本文
奥秩父の名峰、金峰山に登ってきました。初日は瑞牆山荘から、富士見平小屋、大日小屋を経て金峰山へ。樹林帯を抜け、絶景の稜線歩きを楽しみながら登頂しました。山頂からはまさに360度の大展望! 絶景を堪能したあとは、金峰山小屋へと下りました。
金峰山山頂に到着するまでの様子は、以下の記事をご覧ください。
この記事では、その後の金峰山小屋泊の様子と、下山の様子をご紹介します。
【金峰山小屋】こじんまりとした居心地の良い山小屋
金峰山小屋に到着後、ビールを飲んだり、共用スペースのこたつでコーヒーを飲んだりしてのんびり過ごしました。夕食はとてもおいしく、満足度の高い山小屋でした。小屋前から眺める夕陽も見事です。
受付を済ませて山小屋前の広場で乾杯!
金峰山山頂からの絶景を楽しんでから、金峰山小屋に下ってきました。小屋の横には広場があり、小屋前にもベンチがたくさんあります。
小屋に入り、受付を済ませて、料金(1泊2食付きで1万円)を支払います。寝室は2階ですが、領収書に寝る場所の番号を書いてくださるので、その番号のところに荷物を置きに行きます。
2階の寝室の様子です。大部屋のみで個室はありません。寝室は2段になっています。下段のほうが広いようです。この日は、宿泊客が少なかったので、下段を指定されました。
大部屋のみではありますが、各スペースにはカーテンがあり、これを閉めると個室っぽい感じになります。プライベート空間を確保できるので、気分的にはだいぶ違いますね。
持参したおつまみとカメラ、スマートフォンだけを持ち、缶ビール(600円)を買ってから、小屋前の広場でささやかに乾杯! まだ日差しがそれなりにあり、風も弱かったので、心地よい陽気でした。
小屋前の広場から金峰山の山頂を眺めてみます。五丈岩が目立ちますね。
聞こえるのは、鳥の鳴き声と、風の音だけ。小屋前から眺める八ヶ岳や瑞牆山、そしてこの金峰山の景色を肴に飲むビールは最高でした。
山小屋のこたつでくつろぎタイム
日が傾いて寒くなってきたので、山小屋の中へ。土間に置いてあるストーブが焚かれていました。山頂で景色を眺めていた時は寒さを感じませんでしたが、夕方になると一気に気温が下がってきます。
金峰山小屋では、宿泊客へのコーヒーや紅茶をサービスしています。ザックからマイカップを持ってきて、コーヒーを淹れました。近くに水場がない山小屋なのですが、コーヒーを淹れるお湯はポットに入っているものを利用できます。ありがたいですね。
共用スペースにはこたつがあります。こたつで温まりながらコーヒータイム。とても居心地の良い山小屋です。他の方と登山談義に花を咲かせながら、くつろぐことができました。

課題
金峰山小屋の宿泊記で、1泊2食付きの料金はいくらですか?

一覧
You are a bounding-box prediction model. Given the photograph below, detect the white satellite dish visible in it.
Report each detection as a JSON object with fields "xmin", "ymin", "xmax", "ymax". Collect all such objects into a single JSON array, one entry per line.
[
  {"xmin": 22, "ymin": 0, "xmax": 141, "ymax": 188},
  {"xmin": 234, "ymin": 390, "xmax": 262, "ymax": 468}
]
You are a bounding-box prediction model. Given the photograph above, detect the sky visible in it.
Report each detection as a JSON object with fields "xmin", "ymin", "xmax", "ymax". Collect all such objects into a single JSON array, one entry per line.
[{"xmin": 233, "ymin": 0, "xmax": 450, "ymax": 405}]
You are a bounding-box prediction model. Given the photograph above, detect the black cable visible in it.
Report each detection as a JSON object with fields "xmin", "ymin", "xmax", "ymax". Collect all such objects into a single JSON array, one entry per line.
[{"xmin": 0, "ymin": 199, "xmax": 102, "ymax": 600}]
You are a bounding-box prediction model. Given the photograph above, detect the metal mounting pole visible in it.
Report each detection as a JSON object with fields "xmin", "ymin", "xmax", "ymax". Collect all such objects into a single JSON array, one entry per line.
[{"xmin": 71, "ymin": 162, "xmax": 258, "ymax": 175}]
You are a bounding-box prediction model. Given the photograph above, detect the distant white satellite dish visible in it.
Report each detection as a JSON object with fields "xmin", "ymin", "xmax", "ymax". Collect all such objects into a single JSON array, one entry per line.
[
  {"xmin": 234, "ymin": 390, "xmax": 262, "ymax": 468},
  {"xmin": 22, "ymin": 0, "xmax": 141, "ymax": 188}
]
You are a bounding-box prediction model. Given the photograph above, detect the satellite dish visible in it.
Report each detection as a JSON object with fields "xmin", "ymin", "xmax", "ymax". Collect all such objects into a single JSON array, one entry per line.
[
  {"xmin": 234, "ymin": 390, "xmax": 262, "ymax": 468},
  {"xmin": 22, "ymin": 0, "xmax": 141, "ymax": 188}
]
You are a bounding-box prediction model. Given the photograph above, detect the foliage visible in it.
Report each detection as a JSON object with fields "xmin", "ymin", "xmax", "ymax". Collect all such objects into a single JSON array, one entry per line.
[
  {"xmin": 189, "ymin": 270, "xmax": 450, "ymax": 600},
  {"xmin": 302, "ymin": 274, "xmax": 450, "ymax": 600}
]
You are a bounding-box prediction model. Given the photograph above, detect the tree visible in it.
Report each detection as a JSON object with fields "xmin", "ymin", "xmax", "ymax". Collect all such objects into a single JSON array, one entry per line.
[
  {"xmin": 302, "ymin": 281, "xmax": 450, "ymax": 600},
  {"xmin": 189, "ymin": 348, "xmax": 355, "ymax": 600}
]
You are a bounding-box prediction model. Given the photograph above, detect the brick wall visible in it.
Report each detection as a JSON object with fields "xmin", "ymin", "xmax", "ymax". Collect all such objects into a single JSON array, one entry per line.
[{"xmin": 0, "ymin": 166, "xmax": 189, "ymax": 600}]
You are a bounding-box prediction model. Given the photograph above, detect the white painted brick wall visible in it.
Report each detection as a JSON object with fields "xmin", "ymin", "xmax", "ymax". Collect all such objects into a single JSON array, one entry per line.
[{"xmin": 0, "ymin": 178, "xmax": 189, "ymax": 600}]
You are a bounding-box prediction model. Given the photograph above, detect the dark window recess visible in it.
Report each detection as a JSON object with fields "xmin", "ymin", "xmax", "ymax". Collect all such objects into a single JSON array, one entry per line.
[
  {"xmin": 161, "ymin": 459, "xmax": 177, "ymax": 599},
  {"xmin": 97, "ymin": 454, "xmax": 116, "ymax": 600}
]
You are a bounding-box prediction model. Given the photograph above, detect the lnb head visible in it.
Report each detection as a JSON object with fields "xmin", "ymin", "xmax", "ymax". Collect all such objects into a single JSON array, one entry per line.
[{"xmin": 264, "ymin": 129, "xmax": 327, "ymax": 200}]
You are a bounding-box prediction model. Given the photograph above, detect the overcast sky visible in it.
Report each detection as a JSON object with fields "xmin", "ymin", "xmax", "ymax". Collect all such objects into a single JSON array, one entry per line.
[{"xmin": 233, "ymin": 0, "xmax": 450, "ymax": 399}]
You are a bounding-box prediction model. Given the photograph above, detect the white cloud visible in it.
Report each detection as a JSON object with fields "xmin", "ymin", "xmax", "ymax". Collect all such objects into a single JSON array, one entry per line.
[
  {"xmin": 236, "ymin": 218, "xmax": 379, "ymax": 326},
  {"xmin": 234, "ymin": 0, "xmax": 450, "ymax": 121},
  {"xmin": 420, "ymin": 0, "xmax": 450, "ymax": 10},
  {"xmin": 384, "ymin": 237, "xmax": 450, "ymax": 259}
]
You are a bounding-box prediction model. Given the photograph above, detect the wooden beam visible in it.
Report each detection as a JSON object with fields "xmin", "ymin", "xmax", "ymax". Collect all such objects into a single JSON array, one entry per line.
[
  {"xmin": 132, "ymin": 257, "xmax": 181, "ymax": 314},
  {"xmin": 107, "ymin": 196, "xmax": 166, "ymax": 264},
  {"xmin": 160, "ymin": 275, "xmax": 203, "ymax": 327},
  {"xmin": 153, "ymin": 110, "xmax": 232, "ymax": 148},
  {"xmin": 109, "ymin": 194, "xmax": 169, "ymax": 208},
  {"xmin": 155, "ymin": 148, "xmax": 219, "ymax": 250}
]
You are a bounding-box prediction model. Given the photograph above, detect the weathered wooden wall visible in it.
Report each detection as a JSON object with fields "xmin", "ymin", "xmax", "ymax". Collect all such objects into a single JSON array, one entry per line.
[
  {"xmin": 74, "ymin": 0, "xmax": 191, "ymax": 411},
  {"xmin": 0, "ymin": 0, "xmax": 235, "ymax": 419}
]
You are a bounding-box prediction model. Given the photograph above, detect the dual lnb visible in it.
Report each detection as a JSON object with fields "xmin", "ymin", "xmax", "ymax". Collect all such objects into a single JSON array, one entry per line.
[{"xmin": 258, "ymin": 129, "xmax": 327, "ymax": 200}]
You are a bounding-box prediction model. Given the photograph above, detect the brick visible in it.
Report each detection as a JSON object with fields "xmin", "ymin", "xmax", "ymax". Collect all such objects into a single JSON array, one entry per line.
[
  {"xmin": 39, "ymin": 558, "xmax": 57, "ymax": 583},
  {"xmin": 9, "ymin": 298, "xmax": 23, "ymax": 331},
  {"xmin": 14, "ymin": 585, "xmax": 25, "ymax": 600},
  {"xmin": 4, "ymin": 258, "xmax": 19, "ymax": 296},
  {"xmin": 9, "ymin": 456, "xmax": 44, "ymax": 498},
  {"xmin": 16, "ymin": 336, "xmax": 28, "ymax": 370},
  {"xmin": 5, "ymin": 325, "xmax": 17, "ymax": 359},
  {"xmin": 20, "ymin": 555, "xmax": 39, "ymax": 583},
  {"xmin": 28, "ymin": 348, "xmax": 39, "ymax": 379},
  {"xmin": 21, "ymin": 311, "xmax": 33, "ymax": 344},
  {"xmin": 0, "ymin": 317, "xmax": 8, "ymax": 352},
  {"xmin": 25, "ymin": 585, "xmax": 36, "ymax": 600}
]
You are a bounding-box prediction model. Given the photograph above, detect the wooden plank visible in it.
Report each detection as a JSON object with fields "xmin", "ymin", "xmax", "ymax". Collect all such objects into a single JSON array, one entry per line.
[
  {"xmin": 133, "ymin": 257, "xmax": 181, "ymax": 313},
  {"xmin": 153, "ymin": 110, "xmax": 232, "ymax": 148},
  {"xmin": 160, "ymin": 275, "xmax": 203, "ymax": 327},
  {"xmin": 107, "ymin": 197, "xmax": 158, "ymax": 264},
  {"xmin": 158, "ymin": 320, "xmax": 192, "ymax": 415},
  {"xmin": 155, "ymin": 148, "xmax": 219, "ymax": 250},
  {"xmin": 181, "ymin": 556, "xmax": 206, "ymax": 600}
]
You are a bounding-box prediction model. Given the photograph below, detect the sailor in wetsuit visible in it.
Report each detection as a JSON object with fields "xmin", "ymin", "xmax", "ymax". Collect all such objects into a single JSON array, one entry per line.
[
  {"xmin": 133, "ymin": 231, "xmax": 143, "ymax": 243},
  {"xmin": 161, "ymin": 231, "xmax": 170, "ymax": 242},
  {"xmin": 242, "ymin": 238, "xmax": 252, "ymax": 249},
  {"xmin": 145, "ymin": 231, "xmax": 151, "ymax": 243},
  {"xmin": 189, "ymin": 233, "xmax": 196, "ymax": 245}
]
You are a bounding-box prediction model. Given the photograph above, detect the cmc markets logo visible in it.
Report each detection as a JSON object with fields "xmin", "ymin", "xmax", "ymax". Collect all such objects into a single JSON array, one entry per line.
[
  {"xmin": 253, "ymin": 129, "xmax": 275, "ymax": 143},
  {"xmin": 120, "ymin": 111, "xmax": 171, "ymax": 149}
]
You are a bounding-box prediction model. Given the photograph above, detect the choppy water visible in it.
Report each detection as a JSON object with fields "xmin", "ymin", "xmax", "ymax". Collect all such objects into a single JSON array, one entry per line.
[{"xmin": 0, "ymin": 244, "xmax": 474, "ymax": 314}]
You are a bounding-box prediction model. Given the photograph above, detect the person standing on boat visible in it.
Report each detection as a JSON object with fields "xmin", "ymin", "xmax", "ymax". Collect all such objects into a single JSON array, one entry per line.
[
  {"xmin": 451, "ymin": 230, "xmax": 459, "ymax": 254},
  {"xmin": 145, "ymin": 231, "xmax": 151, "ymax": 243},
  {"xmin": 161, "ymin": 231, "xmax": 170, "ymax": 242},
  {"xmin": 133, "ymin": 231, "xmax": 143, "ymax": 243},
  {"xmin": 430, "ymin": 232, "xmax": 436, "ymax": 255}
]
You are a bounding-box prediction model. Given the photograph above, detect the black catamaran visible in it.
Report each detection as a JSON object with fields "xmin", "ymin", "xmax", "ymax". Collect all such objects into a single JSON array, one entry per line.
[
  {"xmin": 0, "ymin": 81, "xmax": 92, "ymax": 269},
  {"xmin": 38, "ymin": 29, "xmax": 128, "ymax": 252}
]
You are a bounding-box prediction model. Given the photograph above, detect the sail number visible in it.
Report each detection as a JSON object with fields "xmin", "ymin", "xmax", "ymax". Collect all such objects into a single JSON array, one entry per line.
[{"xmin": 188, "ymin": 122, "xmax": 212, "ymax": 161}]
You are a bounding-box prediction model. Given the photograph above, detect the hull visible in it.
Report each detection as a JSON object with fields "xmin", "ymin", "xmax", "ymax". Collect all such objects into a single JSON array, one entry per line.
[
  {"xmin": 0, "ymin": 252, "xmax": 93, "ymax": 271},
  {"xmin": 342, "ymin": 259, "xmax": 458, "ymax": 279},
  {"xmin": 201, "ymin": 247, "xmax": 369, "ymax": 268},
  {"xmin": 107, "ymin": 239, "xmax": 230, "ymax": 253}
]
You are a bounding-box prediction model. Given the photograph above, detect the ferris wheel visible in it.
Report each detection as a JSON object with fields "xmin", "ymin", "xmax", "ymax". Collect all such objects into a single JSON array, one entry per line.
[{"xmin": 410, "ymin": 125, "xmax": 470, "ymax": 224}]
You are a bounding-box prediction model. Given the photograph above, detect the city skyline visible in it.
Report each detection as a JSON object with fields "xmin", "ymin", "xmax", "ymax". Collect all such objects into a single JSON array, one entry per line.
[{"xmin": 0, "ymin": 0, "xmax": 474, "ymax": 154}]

解答例
1万円です。